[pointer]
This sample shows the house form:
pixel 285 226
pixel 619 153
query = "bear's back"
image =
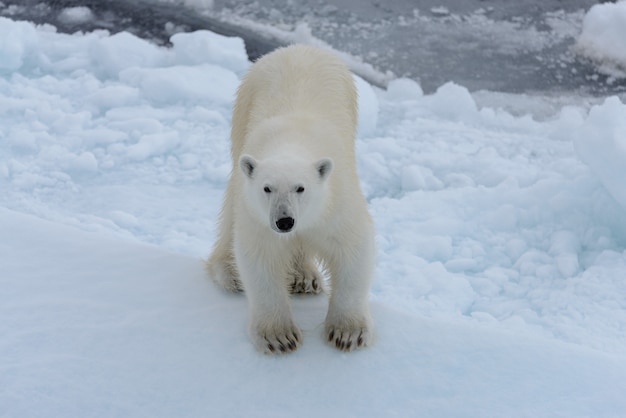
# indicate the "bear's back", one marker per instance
pixel 298 79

----

WAS GEBRAUCHT WIRD. Tausche in allen Einträgen „marker“ gegen „dot“ aus und gib die Zeilen sonst unverändert wieder. Lass die Bilder in deiner Antwort weg.

LÖSUNG DER ÜBUNG.
[pointer]
This sample shows the house form:
pixel 285 226
pixel 619 153
query = "bear's back"
image =
# indicate the "bear's back", one dot per instance
pixel 298 79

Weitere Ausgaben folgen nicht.